+++ ARTICLE

My first walk with machine learning and Sitecore

2017 Sitecore Symposium

2017 Sitecore Symposium

Like most folks in our space, I've been following the growing hype around the use of machine learning & artificial intelligence to drive customer experience.  At last year's Sitecore Symposium, Todd Mitchell and Niels Kühnel highlighted a practical example of using machine learning to drive experiences in Sitecore via xConnect.   Inspired, I started researching machine learning fundamentals, taking some Python classes and thinking through some possible use cases.  A couple of months ago a use case surfaced -- a membership retention model to predict membership growth rates.

Project context

Our project goal was to build a model to forecast association membership for the upcoming year.  We looked at the data we had to work with from legacy systems and made some guesses at what information (machine learning features) we might be able to pull out of that data.  Our first objective was to develop a better, data-based estimate that could be used for annual budgeting -- something better than a gut feel estimate that comes from intuition and small samples of anecdotal membership information.  Our second objective was to figure out how to use that information to better message the members.  Now - on to the project.  

Building my first model

Data wrangling

I estimate that I spent about 75% of the project time wrangling the data into a shape that could be used to build the model. 

The source data included member information, member registration information, financial information, club information and competition information.  All-in-all, there were 7 data sources and about 1.2 million records to work with.  So, we’re not talking about big data, but it’s also a little beyond what you can work with in excel. 

One of several blending & cleansing processes in RapidMiner

Most of the data was in a custom PHP membership management application.  The first step was to build a handful of MySQL scripts to export the data into flat files.  I described what I needed and had one of our teammates build the scripts.  I used RapidMiner to do the bulk of the data manipulation.  RapidMiner calls it blending & cleansing.  There were over 100 separate data manipulation functions; from joining tables, to changing field types, to computing things like age from date of birth, to filtering out missing & bad data. 

There were a couple of more complicated functions that I used custom Python to perform.  

-       I wanted to see if each registration was a member renewal or a new member registration.  The process looped through each member registration year, looking back a year to do that. 

-       Then I wanted to look ahead a year (into the future) to see if the member renewed the following year.  Again, the process looped through each member registration year, looking forward a year to do that.  This piece of data ended up being what our model was built to predict (the Label that was used in the ML model).  

A note about Python -- By “me”, I mean, I described what I needed done and had a Python developer build the script.  Then I ran it in a Jupyter notebook.  The first script took 4 ½ hours to run on my trusty 13” MacBook Pro.  I could have run it in the cloud, but I hadn’t gotten there yet.  I should also note that RapidMiner can perform functions like these.  I just hadn’t gotten to the looping section of RapidMiner yet.

++++++

EXERCISE INSTRUCTIONS >>
A. In the post on machine learning and Sitecore, roughly what share of the project time went to wrangling the data?
B. Write the next part of the post on machine learning and Sitecore, picking up after its last sentence.
The data that comes next has no connection to the post on machine learning and Sitecore.

+++ GIVEN MATERIAL

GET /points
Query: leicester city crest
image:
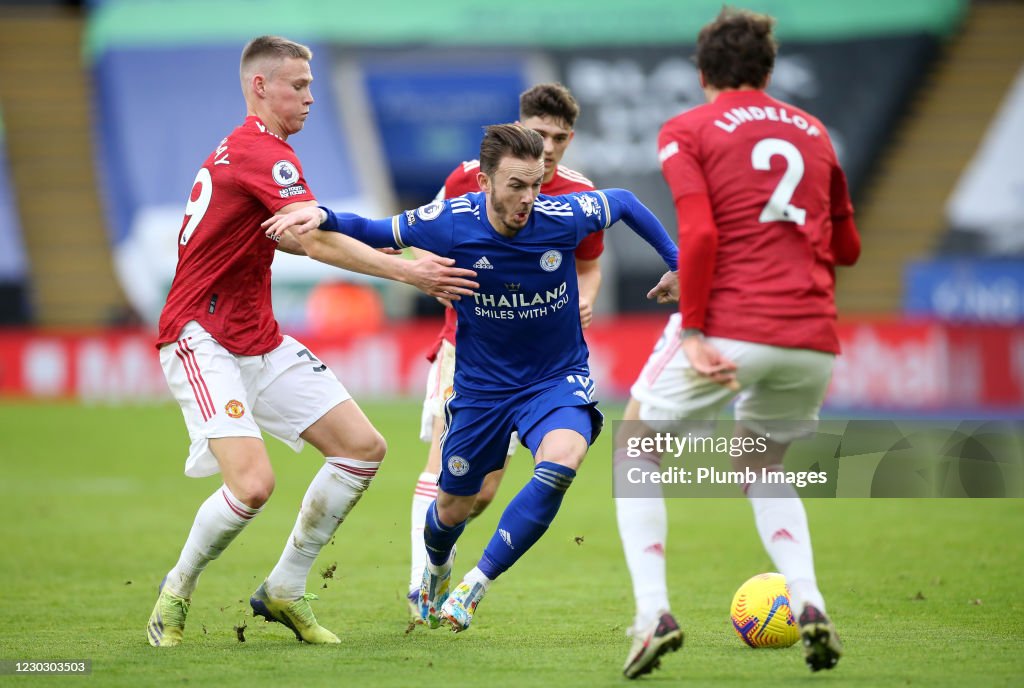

++++++

EXERCISE RESULTS >>
A. About 75% of the project time.

B.
I probably did the whole blending & cleansing part of the project 5 different times.  Each time I was able to use fewer steps, my data would get cleaner and the process would be easier to follow.  Just like rookie software developers can write sloppy code, rookie data science practitioners can build sloppy models and sloppy model inputs.  I hope to look back at my current work in a year and be embarrassed by it. 

The output of blending & cleansing work was a flat table of about 350,000 rows that included the member’s gender, age range, club chapter, club type, competition level, whether they’ve donated and whether they subscribe to the magazine.  Those were the inputs.  The label (the thing we’re modeling for) was whether they renewed the following year.

Model building

Once I had the data cleaned it was time to build, train and evaluate the model.  I used the RapidMiner Auto Model feature to do this.  Based on the data structure, RapidMiner could tell that I had a regression analysis problem.  That is, the need to predict the likelihood of a member renewing based on the evaluation of a number of different variables.  RapidMiner took my dataset and built me the following models.

-       Generalized Linear Model (GLM)

-       Logistic Regression

-       Deep Learning

-       Decision Tree

-       Random Forest

-       Gradient Boosted Trees (XGBoost)

It also displayed a summary of each model, and loaded up a simulator to let me do real-time what-if scenarios.  If I didn’t have access to this feature I’d be building models by hand in Python or R and it would have taken me quite a while to get to this point.  I’m obviously a huge fan of the RapidMiner product, but I also want to point out the obvious.  Having software build the models for you doesn’t make you a data scientist.  I’m painfully aware of how little I know about the statistics behind the models at this point.  I’m using this experiment, and these models as a way to jump start my understanding of machine learning and the data science behind it.  I could do that with the typical training data you see in ML courses, but it’s so much more impactful when you can train on your own data, in a context that you really care about. 

Validating, learning, interpreting

Now that we have a model from four years of registration data, we can use that to forecast our 2019 membership.  We can take our 2018 membership data and apply it to the model.  We’ve done that with January-to-August data as an intellectual exercise.  Towards the end of the year, we’ll do that again, for a more formal forecast.  This will reflect the first time the organization has access to a data-based projection of next year’s membership.  Image what that will mean next year, when we can track membership, not in aggregate, but across tight segments of member profile, activity, etc.  

Even without a full understanding of all the statistics behind the models, the information and insights from the experiment have been extremely valuable.  The data has enabled us to be more precise in our conversation about membership opportunities and challenges.  When we can speak about a subset of our membership, we're able to more quickly get to actionable and measurable tactics.  

What's next

I mentioned above that the first pass at this model started with manual extracts of member data into flat (csv) files.  We’ll be looking at modifying those data pipelines directly into the MySQL database of the membership management system.  That way we’ll be able to update models on demand.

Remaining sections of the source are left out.